What needs to be done: Copy the following data exactly and drop the pictures.

Point-per-instance localization data:
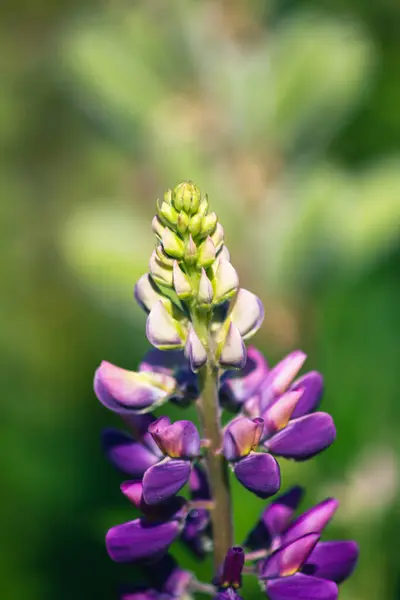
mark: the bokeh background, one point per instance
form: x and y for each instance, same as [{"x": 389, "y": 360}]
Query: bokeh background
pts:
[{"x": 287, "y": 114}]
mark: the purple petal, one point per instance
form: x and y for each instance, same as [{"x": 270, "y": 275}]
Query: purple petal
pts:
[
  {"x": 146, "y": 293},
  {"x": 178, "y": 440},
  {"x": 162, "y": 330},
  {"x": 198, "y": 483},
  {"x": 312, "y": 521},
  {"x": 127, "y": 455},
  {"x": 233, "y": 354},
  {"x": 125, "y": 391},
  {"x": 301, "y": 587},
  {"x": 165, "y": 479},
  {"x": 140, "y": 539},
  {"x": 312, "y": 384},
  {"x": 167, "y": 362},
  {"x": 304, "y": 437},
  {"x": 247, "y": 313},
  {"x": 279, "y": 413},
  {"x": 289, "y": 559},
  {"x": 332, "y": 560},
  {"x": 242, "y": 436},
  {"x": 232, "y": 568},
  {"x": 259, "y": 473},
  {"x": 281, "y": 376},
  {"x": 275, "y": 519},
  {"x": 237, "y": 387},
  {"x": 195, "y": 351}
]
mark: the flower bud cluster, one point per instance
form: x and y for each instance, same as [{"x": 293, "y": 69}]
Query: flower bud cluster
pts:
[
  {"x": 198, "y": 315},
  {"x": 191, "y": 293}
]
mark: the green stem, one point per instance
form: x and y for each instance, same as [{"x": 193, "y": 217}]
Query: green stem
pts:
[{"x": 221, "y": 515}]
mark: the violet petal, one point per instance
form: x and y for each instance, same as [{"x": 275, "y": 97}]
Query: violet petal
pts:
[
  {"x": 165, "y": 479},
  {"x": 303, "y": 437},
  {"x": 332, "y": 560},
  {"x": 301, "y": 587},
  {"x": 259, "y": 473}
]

Answer to this problem:
mark: the bokeh background, one point per instance
form: x and y for each instance, same as [{"x": 389, "y": 360}]
Query: bokeh background
pts:
[{"x": 287, "y": 114}]
mark: the purple petal, one point per instance
form: x and y for each instance, same as [{"x": 270, "y": 275}]
Query: purple petal
pts:
[
  {"x": 146, "y": 293},
  {"x": 178, "y": 440},
  {"x": 162, "y": 330},
  {"x": 198, "y": 483},
  {"x": 312, "y": 521},
  {"x": 127, "y": 455},
  {"x": 233, "y": 354},
  {"x": 125, "y": 391},
  {"x": 301, "y": 587},
  {"x": 165, "y": 479},
  {"x": 140, "y": 539},
  {"x": 312, "y": 384},
  {"x": 167, "y": 362},
  {"x": 304, "y": 437},
  {"x": 247, "y": 313},
  {"x": 279, "y": 413},
  {"x": 289, "y": 559},
  {"x": 332, "y": 560},
  {"x": 242, "y": 436},
  {"x": 232, "y": 568},
  {"x": 259, "y": 473},
  {"x": 281, "y": 376},
  {"x": 275, "y": 519},
  {"x": 237, "y": 387},
  {"x": 195, "y": 351}
]
mark: the flower bud cluster, one point per instance
form: x and y for each instance, same as [{"x": 293, "y": 69}]
Query: flower bud cluster
pts:
[
  {"x": 198, "y": 315},
  {"x": 191, "y": 293}
]
mark: the green stem, one point per instance
form: x and y for each instance, same as [{"x": 193, "y": 217}]
Query: green stem
pts:
[{"x": 221, "y": 515}]
mark: the violet petal, one point per instance
form: x and y for each instance, same as [{"x": 275, "y": 97}]
Query: violet petal
pts:
[
  {"x": 165, "y": 479},
  {"x": 303, "y": 437},
  {"x": 332, "y": 560},
  {"x": 301, "y": 587},
  {"x": 259, "y": 473}
]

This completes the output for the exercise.